● EXTRACTED DATA
%%

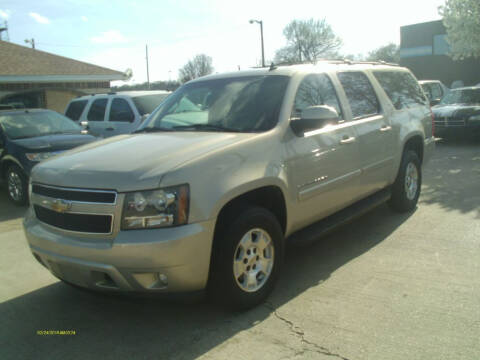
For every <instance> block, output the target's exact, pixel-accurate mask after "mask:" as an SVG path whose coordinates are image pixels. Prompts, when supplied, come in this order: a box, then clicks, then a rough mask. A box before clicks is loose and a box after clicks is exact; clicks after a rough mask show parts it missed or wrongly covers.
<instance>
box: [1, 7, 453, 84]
mask: <svg viewBox="0 0 480 360" xmlns="http://www.w3.org/2000/svg"><path fill="white" fill-rule="evenodd" d="M288 3H290V6H286V4H287V2H281V1H258V0H242V1H228V0H223V1H222V0H211V1H206V0H196V1H182V0H177V1H174V0H157V1H149V0H136V1H124V0H116V1H112V0H110V1H103V0H42V1H38V0H36V1H32V0H13V1H11V0H1V1H0V20H1V21H3V20H7V21H8V24H9V35H10V41H12V42H14V43H17V44H22V45H27V44H25V43H24V40H25V39H27V38H32V37H33V38H35V42H36V44H37V48H38V49H40V50H44V51H48V52H51V53H54V54H58V55H62V56H67V57H71V58H74V59H77V60H82V61H87V62H91V63H94V64H97V65H102V66H106V67H110V68H112V69H116V70H120V71H124V70H126V69H127V68H131V69H132V70H133V78H132V80H131V81H132V82H143V81H146V67H145V44H148V46H149V55H150V56H149V58H150V80H151V81H156V80H168V79H169V78H170V79H176V78H177V75H178V69H179V68H180V67H182V65H183V64H185V63H186V62H187V61H188V60H189V59H190V58H192V57H193V56H194V55H196V54H198V53H205V54H207V55H209V56H211V57H212V58H213V65H214V67H215V70H216V71H219V72H223V71H231V70H236V69H237V68H238V66H240V67H241V68H247V67H249V66H254V65H256V64H258V63H259V62H260V59H261V52H260V35H259V26H258V25H256V24H249V22H248V20H249V19H252V18H254V19H261V20H263V22H264V35H265V53H266V58H267V59H272V58H273V56H274V54H275V50H276V49H278V48H280V47H281V46H283V45H284V42H285V39H284V37H283V34H282V30H283V28H284V27H285V25H287V24H288V22H290V21H291V20H293V19H308V18H311V17H313V18H318V19H321V18H326V20H327V22H328V23H329V24H330V25H331V26H332V27H333V30H334V31H335V32H336V33H337V34H338V35H339V36H340V37H341V38H342V39H343V42H344V46H343V48H342V52H343V53H346V54H359V53H367V52H368V51H370V50H372V49H374V48H376V47H378V46H381V45H384V44H386V43H388V42H396V43H399V41H400V39H399V38H400V35H399V27H400V26H402V25H408V24H413V23H417V22H423V21H430V20H437V19H439V18H440V17H439V15H438V11H437V8H438V6H440V5H442V4H443V3H444V0H402V1H398V0H395V1H393V0H364V1H352V0H331V1H324V0H295V1H292V2H288ZM0 56H1V54H0Z"/></svg>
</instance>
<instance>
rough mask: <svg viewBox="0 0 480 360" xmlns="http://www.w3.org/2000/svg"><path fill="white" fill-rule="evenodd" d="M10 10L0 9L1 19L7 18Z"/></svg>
mask: <svg viewBox="0 0 480 360" xmlns="http://www.w3.org/2000/svg"><path fill="white" fill-rule="evenodd" d="M10 14H11V11H10V10H2V9H0V17H1V18H3V19H5V20H6V19H8V18H9V17H10Z"/></svg>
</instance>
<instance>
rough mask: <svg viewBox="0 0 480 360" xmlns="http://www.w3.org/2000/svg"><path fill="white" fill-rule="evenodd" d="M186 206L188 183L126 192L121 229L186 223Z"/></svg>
mask: <svg viewBox="0 0 480 360" xmlns="http://www.w3.org/2000/svg"><path fill="white" fill-rule="evenodd" d="M188 206H189V187H188V185H180V186H175V187H170V188H165V189H158V190H151V191H138V192H133V193H127V194H126V195H125V201H124V206H123V214H122V230H131V229H146V228H159V227H166V226H175V225H183V224H186V223H187V221H188Z"/></svg>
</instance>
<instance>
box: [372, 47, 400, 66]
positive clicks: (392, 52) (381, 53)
mask: <svg viewBox="0 0 480 360" xmlns="http://www.w3.org/2000/svg"><path fill="white" fill-rule="evenodd" d="M367 61H386V62H390V63H399V62H400V47H399V46H398V45H396V44H394V43H390V44H388V45H384V46H380V47H379V48H377V49H375V50H373V51H370V52H369V53H368V56H367Z"/></svg>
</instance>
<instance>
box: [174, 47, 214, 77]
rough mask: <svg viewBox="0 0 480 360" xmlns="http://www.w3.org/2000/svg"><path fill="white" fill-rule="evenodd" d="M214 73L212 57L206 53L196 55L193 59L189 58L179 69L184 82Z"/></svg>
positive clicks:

%%

● WORK REQUIRED
How many lines in the data above contain the string "positive"? Case counts; reply with the number only.

● REPLY TO THE TASK
2